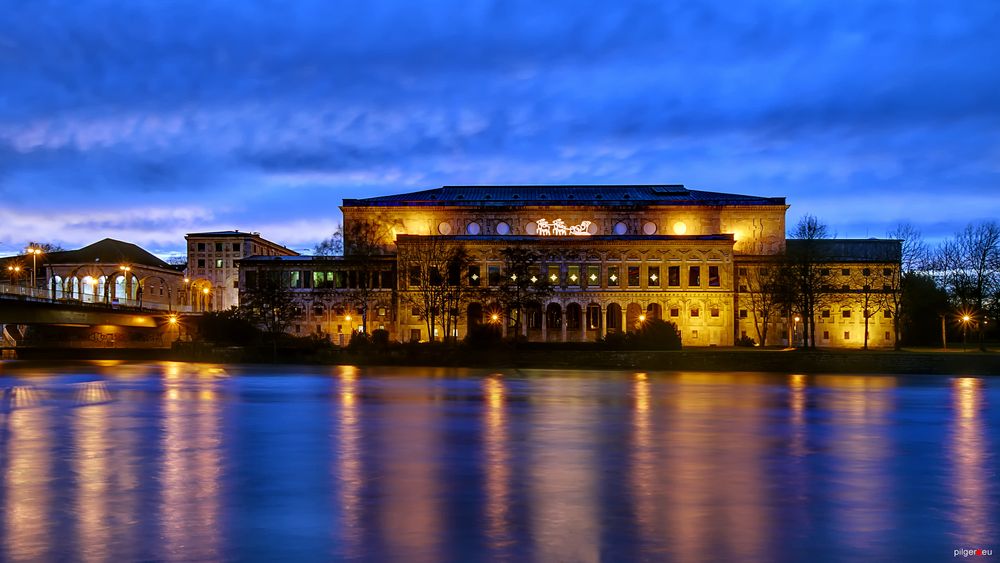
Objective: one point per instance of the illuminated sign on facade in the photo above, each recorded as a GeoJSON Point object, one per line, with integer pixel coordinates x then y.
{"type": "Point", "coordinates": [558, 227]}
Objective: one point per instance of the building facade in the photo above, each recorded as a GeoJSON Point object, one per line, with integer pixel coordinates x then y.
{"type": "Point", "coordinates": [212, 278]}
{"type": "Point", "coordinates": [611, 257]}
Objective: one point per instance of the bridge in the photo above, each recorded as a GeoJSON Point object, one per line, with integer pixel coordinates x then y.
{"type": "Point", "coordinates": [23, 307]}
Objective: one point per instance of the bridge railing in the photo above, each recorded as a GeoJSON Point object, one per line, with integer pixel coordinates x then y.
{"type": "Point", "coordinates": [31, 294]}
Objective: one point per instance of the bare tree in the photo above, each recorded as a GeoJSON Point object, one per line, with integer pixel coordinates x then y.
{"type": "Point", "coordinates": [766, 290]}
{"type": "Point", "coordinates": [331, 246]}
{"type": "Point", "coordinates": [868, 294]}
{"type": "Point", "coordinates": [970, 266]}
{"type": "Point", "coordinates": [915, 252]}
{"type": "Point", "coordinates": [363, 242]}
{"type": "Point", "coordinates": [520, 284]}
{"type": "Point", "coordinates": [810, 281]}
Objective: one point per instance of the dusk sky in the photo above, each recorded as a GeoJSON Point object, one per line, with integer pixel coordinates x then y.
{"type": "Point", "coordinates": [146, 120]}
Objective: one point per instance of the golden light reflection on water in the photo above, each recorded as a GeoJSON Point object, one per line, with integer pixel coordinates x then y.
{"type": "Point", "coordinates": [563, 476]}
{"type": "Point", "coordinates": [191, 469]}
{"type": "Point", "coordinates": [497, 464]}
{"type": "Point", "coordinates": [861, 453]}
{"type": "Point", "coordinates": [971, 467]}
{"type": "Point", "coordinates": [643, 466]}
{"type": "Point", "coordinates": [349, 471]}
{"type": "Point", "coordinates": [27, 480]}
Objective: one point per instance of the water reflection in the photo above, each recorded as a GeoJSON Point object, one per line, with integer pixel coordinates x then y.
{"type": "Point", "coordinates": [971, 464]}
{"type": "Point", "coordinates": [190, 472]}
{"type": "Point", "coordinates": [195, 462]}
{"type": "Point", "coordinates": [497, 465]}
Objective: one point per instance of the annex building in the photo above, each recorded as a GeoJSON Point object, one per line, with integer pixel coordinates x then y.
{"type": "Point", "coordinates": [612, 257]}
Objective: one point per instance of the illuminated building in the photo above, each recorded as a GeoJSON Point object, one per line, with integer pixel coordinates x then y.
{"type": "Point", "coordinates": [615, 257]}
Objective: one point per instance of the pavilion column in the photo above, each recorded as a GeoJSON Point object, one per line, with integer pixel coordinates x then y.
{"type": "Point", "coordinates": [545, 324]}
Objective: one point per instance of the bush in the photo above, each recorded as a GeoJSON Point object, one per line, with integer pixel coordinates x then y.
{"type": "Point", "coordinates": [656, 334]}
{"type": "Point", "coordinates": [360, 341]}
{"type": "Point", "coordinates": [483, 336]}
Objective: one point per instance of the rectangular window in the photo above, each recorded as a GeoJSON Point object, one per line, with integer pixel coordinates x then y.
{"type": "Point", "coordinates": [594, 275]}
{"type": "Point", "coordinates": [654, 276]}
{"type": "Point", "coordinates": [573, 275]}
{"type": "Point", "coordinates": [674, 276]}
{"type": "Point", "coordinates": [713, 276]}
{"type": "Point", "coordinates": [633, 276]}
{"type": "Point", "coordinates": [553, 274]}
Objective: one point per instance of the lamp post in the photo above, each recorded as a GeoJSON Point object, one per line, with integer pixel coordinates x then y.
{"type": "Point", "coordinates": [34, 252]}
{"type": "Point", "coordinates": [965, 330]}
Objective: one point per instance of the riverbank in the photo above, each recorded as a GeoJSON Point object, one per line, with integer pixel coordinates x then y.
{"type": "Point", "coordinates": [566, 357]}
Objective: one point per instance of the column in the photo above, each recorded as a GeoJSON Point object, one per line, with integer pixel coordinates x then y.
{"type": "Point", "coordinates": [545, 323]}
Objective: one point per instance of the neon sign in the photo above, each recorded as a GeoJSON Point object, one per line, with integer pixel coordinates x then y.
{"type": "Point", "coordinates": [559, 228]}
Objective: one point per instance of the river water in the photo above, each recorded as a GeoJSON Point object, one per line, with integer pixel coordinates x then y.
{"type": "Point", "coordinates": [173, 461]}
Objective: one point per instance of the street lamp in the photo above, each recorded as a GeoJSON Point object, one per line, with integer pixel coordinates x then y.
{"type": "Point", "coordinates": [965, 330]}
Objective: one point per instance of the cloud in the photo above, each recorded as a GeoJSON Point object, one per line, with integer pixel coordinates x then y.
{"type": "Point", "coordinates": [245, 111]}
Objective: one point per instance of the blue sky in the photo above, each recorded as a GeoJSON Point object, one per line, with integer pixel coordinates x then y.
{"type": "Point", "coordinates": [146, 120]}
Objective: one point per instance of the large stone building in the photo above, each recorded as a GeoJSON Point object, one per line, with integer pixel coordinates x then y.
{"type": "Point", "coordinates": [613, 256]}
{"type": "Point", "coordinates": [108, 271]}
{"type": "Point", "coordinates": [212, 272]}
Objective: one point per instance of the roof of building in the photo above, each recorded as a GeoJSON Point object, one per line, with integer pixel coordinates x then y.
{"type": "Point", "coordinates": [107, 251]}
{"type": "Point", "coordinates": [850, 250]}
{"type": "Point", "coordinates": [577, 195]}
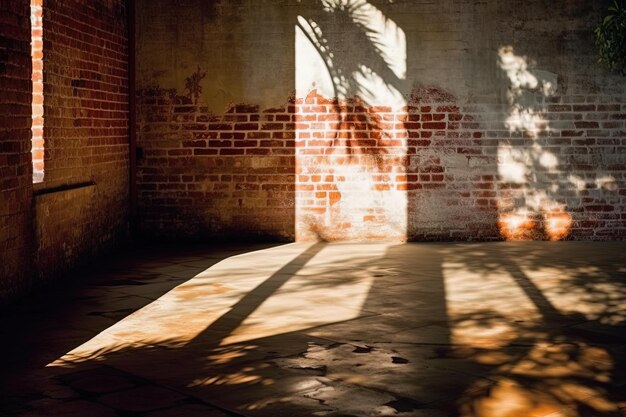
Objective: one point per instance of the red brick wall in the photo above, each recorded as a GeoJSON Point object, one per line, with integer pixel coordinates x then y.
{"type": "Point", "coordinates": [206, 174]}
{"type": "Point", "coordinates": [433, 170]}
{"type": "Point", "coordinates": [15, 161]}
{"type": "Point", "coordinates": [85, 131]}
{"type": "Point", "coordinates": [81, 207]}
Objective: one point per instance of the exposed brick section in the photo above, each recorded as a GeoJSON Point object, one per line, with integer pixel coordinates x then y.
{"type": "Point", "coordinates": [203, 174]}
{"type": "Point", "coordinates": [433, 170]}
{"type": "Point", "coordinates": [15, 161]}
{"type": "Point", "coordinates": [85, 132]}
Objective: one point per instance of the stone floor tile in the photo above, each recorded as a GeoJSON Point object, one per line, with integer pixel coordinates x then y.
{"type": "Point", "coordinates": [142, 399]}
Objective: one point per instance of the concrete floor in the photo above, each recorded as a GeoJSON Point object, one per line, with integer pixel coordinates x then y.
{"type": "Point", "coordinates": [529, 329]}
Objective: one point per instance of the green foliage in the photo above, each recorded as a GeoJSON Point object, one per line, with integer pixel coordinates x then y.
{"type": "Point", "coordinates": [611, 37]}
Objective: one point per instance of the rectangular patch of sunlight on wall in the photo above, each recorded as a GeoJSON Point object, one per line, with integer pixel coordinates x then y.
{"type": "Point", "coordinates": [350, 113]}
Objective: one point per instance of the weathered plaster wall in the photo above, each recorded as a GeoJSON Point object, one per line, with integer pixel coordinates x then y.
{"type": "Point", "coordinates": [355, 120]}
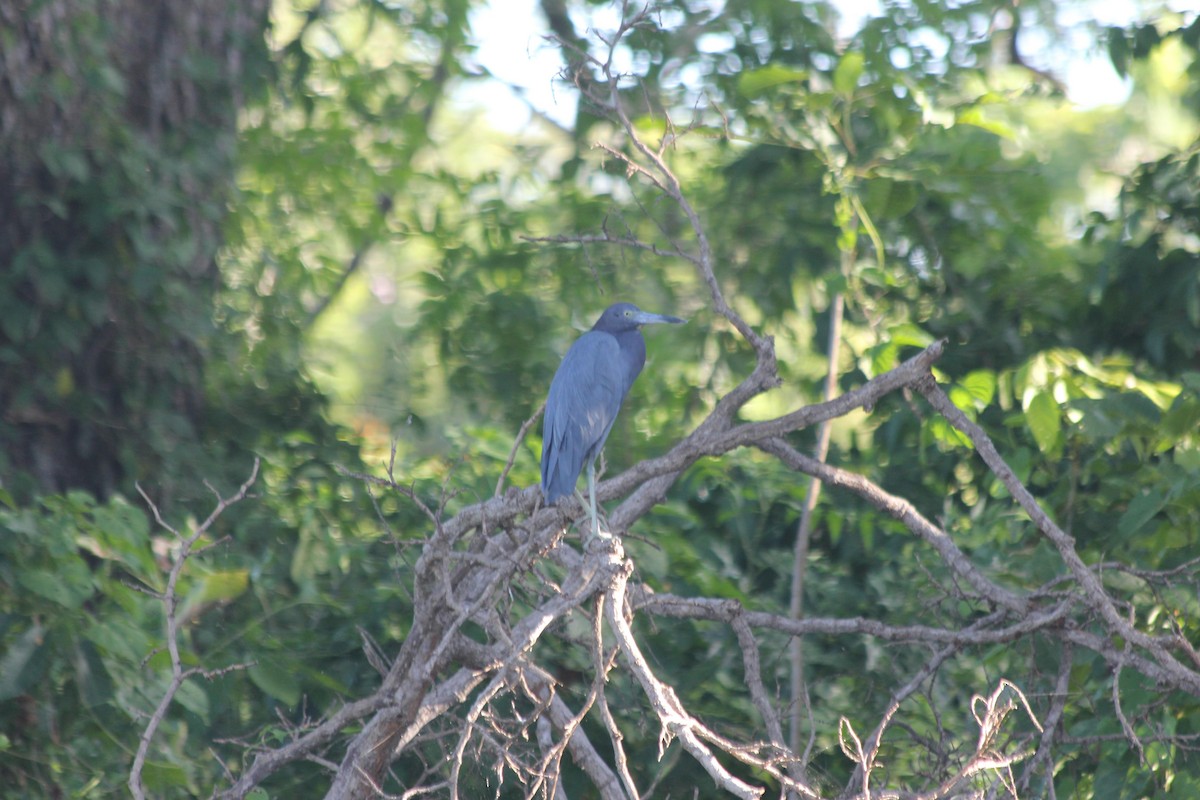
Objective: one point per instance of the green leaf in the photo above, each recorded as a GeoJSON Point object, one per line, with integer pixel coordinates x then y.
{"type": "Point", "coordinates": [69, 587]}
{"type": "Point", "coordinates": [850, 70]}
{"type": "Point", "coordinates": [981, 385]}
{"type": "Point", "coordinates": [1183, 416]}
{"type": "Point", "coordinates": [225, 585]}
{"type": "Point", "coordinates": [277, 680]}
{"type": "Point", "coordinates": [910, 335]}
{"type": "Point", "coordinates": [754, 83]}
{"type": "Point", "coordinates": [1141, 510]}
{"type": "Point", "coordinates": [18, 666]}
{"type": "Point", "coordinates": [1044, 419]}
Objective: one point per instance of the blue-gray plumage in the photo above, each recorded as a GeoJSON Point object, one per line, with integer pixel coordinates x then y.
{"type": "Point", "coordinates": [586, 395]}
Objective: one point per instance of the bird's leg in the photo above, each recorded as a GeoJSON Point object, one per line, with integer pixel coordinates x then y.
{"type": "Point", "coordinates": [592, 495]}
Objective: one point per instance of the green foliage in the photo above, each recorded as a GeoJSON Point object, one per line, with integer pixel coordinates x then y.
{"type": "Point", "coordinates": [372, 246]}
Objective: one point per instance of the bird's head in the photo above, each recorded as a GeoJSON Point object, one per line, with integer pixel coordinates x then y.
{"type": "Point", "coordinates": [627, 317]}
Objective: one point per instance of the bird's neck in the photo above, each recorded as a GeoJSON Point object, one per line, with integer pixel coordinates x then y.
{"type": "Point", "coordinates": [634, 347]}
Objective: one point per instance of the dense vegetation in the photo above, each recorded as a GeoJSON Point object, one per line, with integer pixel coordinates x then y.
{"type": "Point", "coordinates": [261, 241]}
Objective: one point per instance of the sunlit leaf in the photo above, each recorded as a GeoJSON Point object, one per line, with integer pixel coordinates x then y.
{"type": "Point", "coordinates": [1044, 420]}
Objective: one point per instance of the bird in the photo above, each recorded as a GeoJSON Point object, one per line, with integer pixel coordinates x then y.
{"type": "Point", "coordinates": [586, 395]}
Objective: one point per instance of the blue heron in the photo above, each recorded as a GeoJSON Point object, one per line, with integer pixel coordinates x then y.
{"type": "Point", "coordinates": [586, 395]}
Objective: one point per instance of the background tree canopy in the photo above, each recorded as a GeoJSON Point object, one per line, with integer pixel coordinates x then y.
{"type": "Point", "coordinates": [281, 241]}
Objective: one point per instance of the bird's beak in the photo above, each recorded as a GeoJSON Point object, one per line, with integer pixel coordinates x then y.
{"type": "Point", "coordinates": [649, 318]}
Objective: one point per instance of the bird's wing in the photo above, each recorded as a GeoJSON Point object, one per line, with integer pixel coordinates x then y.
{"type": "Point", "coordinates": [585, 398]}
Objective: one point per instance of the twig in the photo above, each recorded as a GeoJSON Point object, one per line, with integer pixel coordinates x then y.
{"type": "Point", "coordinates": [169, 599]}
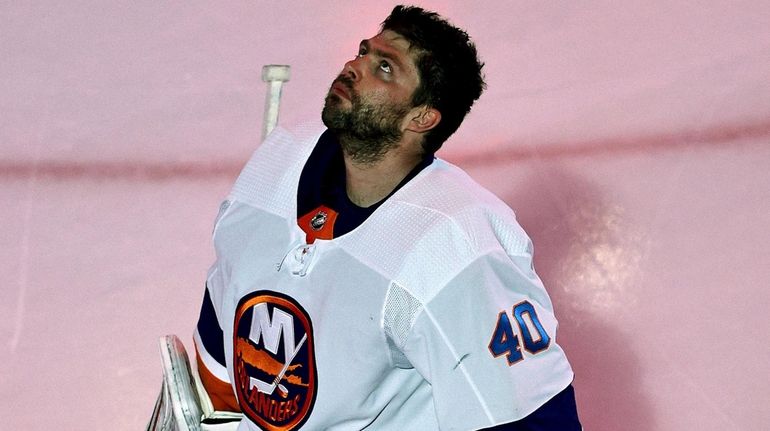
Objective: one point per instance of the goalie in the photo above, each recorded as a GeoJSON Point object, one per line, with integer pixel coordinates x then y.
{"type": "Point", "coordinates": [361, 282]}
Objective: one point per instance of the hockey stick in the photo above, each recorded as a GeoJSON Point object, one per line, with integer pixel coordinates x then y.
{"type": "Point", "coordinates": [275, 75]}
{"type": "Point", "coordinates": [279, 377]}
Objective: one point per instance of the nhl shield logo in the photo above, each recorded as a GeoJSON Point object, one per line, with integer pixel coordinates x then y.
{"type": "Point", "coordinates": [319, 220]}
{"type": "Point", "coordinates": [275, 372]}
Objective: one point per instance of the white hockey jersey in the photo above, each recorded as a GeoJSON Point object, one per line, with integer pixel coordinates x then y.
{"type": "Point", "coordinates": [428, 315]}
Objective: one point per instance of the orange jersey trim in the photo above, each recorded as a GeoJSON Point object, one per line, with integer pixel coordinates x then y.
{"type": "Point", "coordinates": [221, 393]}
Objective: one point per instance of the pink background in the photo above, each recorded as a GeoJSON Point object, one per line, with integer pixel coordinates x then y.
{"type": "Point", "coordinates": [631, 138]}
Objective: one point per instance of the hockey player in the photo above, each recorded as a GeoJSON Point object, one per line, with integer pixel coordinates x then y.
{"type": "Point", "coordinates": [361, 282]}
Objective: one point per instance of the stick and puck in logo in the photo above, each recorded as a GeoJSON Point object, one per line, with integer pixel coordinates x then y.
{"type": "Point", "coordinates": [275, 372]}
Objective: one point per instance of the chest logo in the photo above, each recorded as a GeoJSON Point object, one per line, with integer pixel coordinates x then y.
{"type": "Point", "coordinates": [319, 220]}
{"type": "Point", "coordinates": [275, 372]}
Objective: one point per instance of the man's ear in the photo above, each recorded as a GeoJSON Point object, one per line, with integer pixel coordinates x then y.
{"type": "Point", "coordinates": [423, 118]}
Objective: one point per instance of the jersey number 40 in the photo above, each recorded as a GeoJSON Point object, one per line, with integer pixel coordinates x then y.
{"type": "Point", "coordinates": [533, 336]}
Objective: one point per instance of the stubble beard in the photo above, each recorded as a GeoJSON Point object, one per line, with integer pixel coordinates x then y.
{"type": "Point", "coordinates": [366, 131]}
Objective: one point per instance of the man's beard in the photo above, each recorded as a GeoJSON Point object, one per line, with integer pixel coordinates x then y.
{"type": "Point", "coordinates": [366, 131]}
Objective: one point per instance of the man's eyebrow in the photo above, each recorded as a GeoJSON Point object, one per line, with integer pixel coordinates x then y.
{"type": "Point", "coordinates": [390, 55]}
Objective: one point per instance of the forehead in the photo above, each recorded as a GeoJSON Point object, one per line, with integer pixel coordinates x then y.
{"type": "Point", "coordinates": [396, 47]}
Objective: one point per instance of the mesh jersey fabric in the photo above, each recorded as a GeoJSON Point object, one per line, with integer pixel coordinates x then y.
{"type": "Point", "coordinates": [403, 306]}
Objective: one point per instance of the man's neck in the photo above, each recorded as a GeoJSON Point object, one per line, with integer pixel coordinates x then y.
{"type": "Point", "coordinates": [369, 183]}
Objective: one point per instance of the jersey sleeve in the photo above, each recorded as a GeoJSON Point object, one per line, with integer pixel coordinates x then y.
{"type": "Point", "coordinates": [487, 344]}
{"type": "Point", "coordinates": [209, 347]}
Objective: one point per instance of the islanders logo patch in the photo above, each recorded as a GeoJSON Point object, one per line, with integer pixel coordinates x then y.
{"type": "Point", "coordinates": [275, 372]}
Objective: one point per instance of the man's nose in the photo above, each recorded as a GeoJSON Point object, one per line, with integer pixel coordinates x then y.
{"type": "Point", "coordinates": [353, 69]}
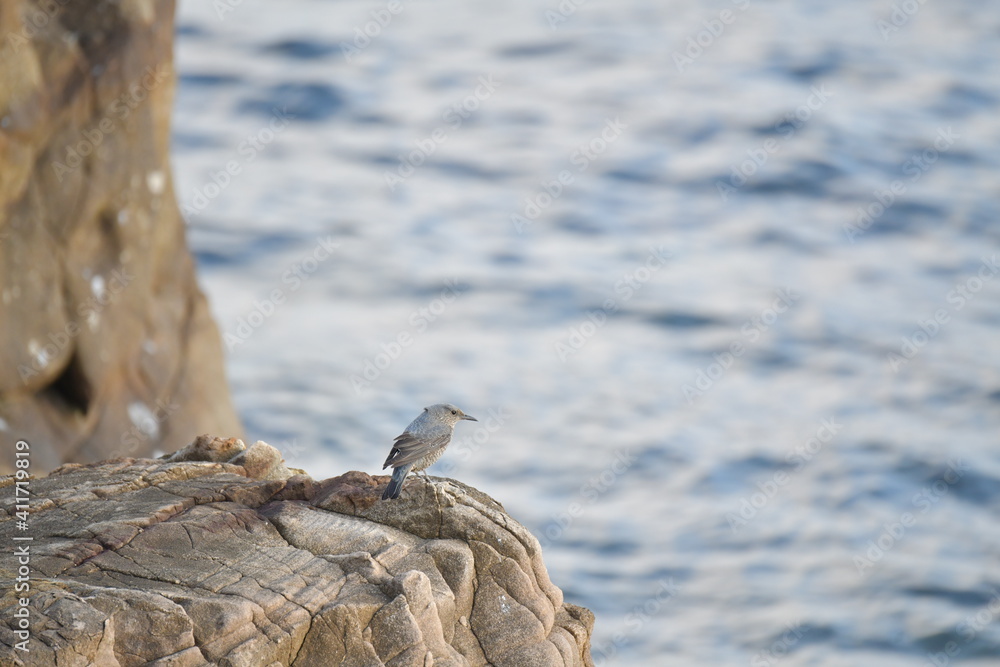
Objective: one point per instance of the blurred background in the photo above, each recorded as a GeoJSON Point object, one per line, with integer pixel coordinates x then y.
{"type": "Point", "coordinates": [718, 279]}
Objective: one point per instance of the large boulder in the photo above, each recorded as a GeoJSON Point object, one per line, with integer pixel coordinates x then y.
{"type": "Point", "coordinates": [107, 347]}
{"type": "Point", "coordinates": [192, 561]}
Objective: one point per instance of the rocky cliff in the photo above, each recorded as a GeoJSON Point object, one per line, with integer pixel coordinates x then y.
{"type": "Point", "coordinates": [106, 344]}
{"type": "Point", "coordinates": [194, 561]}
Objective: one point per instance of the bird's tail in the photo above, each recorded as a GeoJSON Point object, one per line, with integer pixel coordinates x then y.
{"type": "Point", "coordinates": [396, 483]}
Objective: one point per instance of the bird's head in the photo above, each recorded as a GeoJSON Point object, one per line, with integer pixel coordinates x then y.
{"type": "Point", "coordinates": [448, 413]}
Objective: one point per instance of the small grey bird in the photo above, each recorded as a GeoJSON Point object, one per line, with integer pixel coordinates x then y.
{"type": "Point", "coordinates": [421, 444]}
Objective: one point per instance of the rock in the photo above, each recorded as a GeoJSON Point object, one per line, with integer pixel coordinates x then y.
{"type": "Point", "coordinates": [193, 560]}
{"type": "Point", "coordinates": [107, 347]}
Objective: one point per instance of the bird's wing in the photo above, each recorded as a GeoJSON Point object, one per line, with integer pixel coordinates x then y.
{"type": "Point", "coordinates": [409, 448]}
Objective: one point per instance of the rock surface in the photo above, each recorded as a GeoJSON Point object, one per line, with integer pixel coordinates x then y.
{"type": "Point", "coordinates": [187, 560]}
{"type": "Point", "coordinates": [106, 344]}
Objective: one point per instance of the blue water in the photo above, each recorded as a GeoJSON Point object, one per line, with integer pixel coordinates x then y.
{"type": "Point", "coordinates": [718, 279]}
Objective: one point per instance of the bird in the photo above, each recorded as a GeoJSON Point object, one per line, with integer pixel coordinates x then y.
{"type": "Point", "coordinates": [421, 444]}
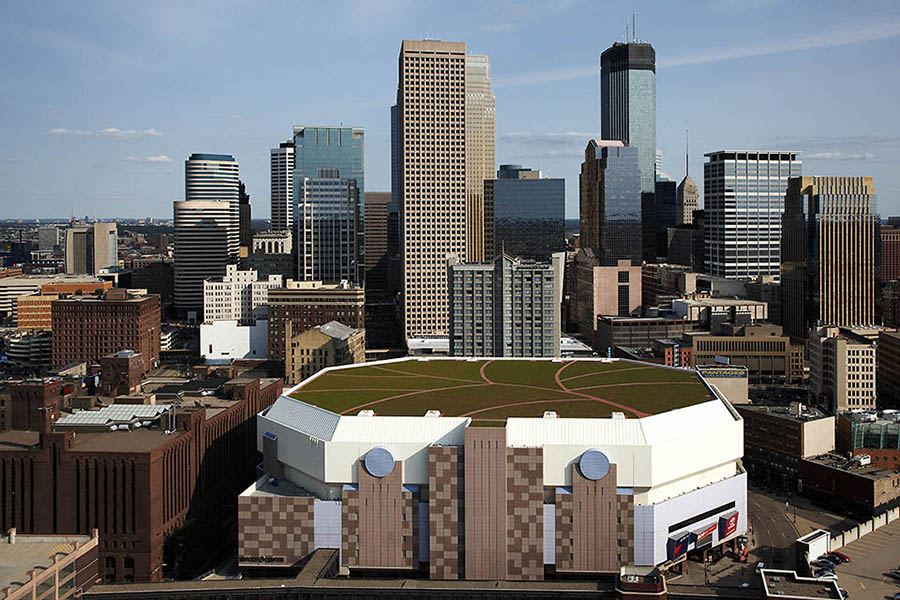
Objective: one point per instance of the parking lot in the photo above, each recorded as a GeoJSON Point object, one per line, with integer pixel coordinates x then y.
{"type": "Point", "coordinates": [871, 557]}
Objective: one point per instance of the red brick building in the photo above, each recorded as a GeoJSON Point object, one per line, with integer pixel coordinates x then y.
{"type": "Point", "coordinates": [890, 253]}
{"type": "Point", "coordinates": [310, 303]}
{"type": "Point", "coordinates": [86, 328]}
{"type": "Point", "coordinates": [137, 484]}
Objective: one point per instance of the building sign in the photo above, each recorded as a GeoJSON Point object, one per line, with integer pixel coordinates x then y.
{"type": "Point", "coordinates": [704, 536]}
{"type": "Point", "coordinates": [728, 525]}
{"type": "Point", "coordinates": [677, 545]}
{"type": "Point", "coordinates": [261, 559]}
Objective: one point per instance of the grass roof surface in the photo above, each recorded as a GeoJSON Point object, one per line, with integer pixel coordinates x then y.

************

== What the exercise asks ==
Do not include pictures. Copy only the lines running from the line with "Objective: one point per instance of the blue water" through the last line of the records, exactly as they appear.

== Output for this task ==
Objective: one point per instance of the blue water in the photo above, each recorded as a GeoJSON Point object, one per line, with integer pixel coordinates x then y.
{"type": "Point", "coordinates": [718, 279]}
Objective: one point per instance of the bird in the photo above, each recorded as a GeoJSON Point object, one per line, with integer pixel coordinates x then y.
{"type": "Point", "coordinates": [421, 444]}
Objective: one point per instance of the parking lot in the photo above, each recorded as a GeoJSON Point object, one per line, with integer pixel coordinates x then y.
{"type": "Point", "coordinates": [871, 557]}
Objective: one point per instance of the red brick building in the photo above, each recorded as a GeoJSON Point object, one per line, with integer pixel coordinates x then y.
{"type": "Point", "coordinates": [890, 253]}
{"type": "Point", "coordinates": [310, 303]}
{"type": "Point", "coordinates": [86, 328]}
{"type": "Point", "coordinates": [137, 484]}
Objective: one point per instance of the building sign in the photo above, each recorded as a GeoJSON Point object, one per line, with integer pixel coordinates x then y.
{"type": "Point", "coordinates": [704, 536]}
{"type": "Point", "coordinates": [728, 525]}
{"type": "Point", "coordinates": [677, 545]}
{"type": "Point", "coordinates": [261, 559]}
Objective: one point per instance of the grass roof surface in the photo above, each recorded as a GeoJSON Point object, one per line, with integer pixel coordinates x then y.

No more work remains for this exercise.